Entries shown:
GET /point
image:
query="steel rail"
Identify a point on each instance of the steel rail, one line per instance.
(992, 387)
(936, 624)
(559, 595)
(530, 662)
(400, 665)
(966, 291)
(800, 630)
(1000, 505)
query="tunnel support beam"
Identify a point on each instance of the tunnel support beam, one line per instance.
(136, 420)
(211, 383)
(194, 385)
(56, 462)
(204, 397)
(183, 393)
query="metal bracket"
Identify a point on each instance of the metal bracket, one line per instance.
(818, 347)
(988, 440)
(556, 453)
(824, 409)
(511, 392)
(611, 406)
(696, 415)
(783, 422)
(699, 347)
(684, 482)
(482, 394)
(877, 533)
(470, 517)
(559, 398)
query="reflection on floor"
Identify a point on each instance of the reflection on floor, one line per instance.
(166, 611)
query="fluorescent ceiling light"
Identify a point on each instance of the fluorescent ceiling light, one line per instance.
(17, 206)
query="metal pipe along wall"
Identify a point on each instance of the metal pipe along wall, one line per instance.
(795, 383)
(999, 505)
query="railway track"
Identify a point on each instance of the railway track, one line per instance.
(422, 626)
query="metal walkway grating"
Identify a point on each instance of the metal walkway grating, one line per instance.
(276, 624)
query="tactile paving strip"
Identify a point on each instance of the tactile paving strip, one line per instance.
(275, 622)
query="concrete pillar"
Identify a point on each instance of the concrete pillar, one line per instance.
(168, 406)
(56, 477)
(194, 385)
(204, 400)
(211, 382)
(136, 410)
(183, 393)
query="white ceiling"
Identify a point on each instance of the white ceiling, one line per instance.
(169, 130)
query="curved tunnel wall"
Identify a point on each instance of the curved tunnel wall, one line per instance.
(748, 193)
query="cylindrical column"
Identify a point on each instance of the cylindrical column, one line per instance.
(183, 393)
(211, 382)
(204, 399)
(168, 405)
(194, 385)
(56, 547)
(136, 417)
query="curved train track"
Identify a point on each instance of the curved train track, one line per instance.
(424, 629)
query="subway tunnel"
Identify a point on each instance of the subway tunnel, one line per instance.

Task directions:
Only the lines from the one containing "Identify a point on each instance of the cylindrical" through the final line above should be duplicated, exactly as they stand.

Result for this exercise:
Identify a point on each instance of the cylindrical column, one line per instance.
(183, 393)
(211, 382)
(204, 399)
(168, 405)
(194, 385)
(56, 547)
(136, 417)
query="curved train track"
Identify a point on each instance of the curved train track, one line per instance.
(424, 629)
query="subway tunnel"
Identify a point on each instance of the subway tunnel, one line per instance.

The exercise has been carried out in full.